TEXT BLOCK
Blue Jays outfielder Vernon Wells has been put on the disabled list for six to eight weeks after diving to catch a fly ball last week and supposedly "fracturing his wrist." Poppycock!
Since decorum prevents more appropriate exclamations too foul for this august company, poppycock will have to suffice since, evidently, initial X-rays were negative but the Blue Jays medical staff inexplicably ran the offending wrist (with Wells attached) through the MRI scanner and viola: a fracture.
"I knew it," spouts some trainer, becoming an instant hero for being smarter than every physician and textbook of medicine, finding Wells' injury and protecting the owners' investment and Wells' career while the Blue Jays season goes in the tank.
As has been repeatedly opined in this venue, the "gold-standard" textbook definition of a fracture is one found on plain radiograph, not a CAT scan or magnetic resonance image.
In only the most unusual of circumstances will a CT scan or MRI be indicated to look for a clinically important (read: important) fracture, and the wrist, friends, is not one of them.
Every physician knows that if every musculoskeletal extremity injury with a negative X-ray were run through the CT or MRI, numerous fractures would be "discovered." Pay attention now: Any fracture illuminated by the latter method has no more clinical utility nor significant clinical outcome than if the bony abnormality wasn't discovered at all. That's why the CT and MRI is not the right test for a fracture.

DATA EXTRACT

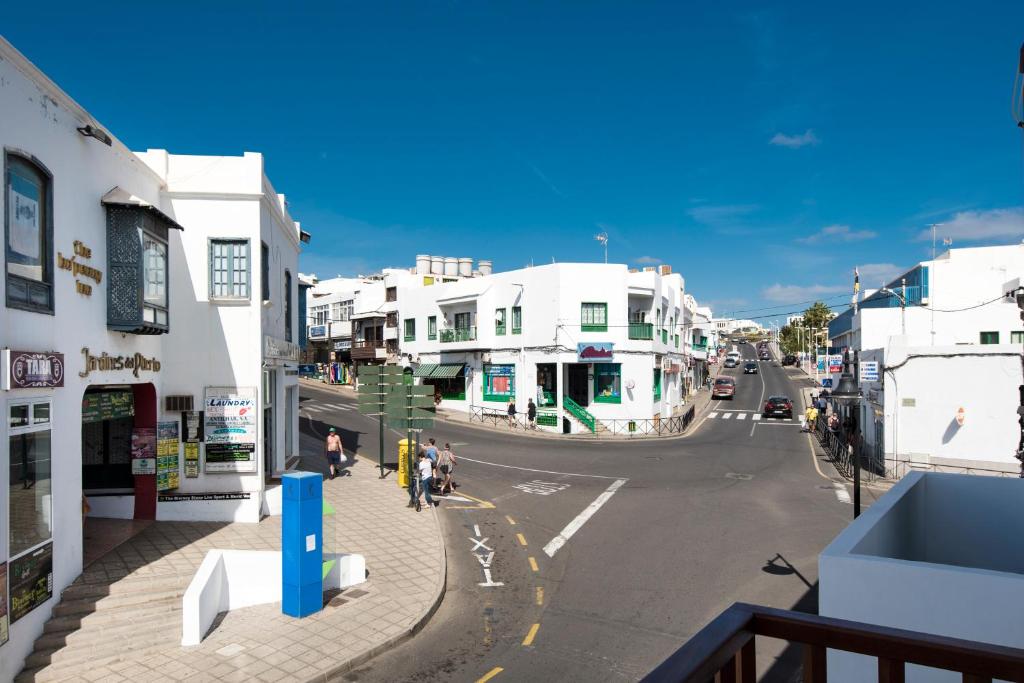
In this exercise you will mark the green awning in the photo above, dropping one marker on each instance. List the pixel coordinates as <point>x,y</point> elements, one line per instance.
<point>448,370</point>
<point>425,369</point>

ABOUT THIS TASK
Continue the piece on Vernon Wells' wrist injury, picking up after its last sentence.

RESPONSE
Hence, whatever the extent of Wells' injury (which is much more likely to be soft tissue in nature, not bony) will take a few days of rest and rehab, and he will be asymptomatic in seven to 10 days.
Doubtless, Wells will soon begin to wonder why, with no symptoms and full range of motion of the joint, he is not back in the batting cage, itching for his next opportunity against the AL East hurlers.
"Well, Vernon, you have a broken wrist, remember? You can't play until....hummmm...August?"
Even though he will soon be well on the way to recovery, Wells' wrist will no doubt be placed into a long arm cylinder cast for a month, and then a short arm cast for another month, and it's that medicalization of this ridiculous diagnosis that will do the most damage, resulting in stiff joints of the hand, wrist and elbow and atrophied musculature, necessitating several weeks of rehab to get him in shape just in time to hold his beer can in September while watching the Yankees fight it out with the Red Sox for top berth in the division.